- [SOURCE TEXT]
"""
June 29.
At half-past ten went to Lord Rosslyn’s, to arrange with him the Lords’ Address. Went with him to Peel’s, to show it to him. He was reading when we went in, and hardly looked up. He heard the Address which I read, and approved of it; but he hardly took any notice of us or of it. He seemed really ill, and quite broken down.
Called on Hardinge. We had some conversation respecting the state of the Government. His idea is that the strength of the Government in the House of Commons is much injured by Peel’s being in a subordinate situation to the Duke. That if he was Chancellor of the Exchequer and First Lord of the Treasury, things would go on better, the Duke taking a secretaryship of State. This would do very well in the House of Commons, but very ill in the Cabinet. He is for getting Mr. Stanley, and suggests (or Rosslyn did, or both, for having talked to both on the same subject I may confound them) that Lord F. Leveson should be made a peer. I think that a good idea. He is of no use in the Commons, and his peerage would open a place which Mr. Stanley could fill.
"""
- [DATA PROVIDED]
"""
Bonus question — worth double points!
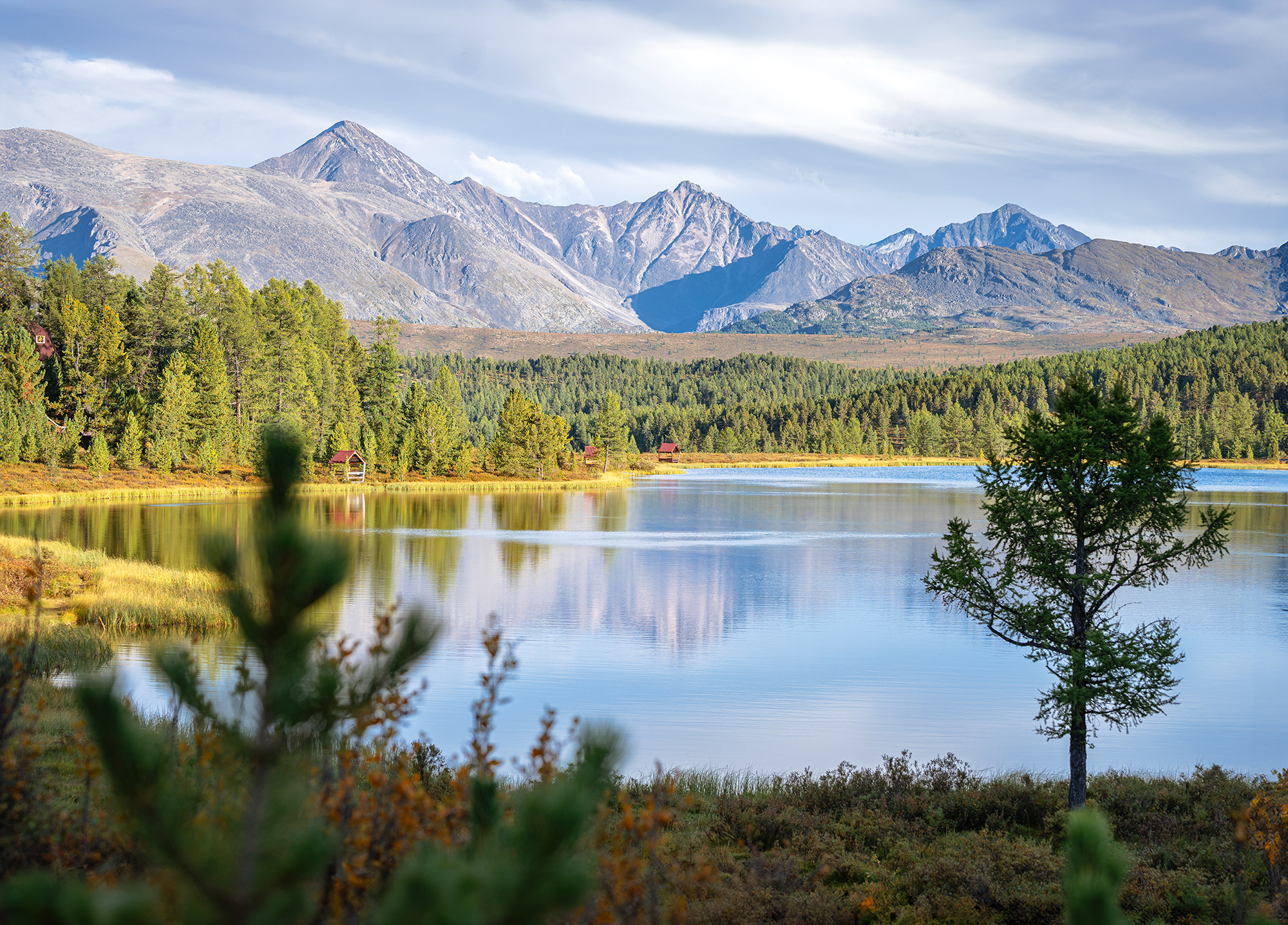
"""
- [REQUIREMENT A] In the June 29 diary entry, what two offices does Hardinge think Peel should hold?
- [REQUIREMENT B] List every person the June 29 diary entry refers to by name or title.
- [REQUIREMENT C] Write the next part of the June 29 diary entry about the Lords' Address and the state of the Government.

- [EXERCISE RESULT A] Chancellor of the Exchequer and First Lord of the Treasury.

- [EXERCISE RESULT B] Lord Rosslyn, Peel, Hardinge, the Duke, Mr. Stanley, Lord F. Leveson

- [EXERCISE RESULT C]
Rosslyn thinks Aberdeen’s notions upon foreign politics have, together with his assumption of independence which is of recent date, made the Duke rather sore, and that he would not be sorry to have another Secretary of State for Foreign Affairs. Lord Rosslyn wants to have Lord Grey in, and says he would as soon be First Lord of the Admiralty as Foreign Secretary. Rosslyn would, I think, like to go to Ireland as Lord Lieutenant. He would willingly give up the Privy Seal to Aberdeen. He thinks Sir G. Murray would make an excellent Governor General. I fear he would be too indolent. He said he knew, if there was a vacancy, the Duke would be glad to make him Master General.
I had said I believed Lord Beresford would go to Portugal as Minister, if Miguel would be on good terms with us. It seems Goulburn would be glad to be Speaker. That would open a proper office for Herries, and his offices might be divided, Lord Althorpe having the Board of Trade.
I really think some arrangement must be made to give us strength in the House of Commons. Saw the Duke at two. He approved of the address. Rosslyn, was with him. I told him how ill Peel seemed. He said he would go to see him.
House. The Duke moved the Address. He gave a character of the late King as one of the most accomplished, able, and remarkable men of the age. I saw Lord Grey smile a little, but the House generally was grave and formal. Lord Grey assented to the Address, but laissait entrevoir that he should be hostile to the Address to-morrow, hinting at the Regency. The same thing was done in the Commons.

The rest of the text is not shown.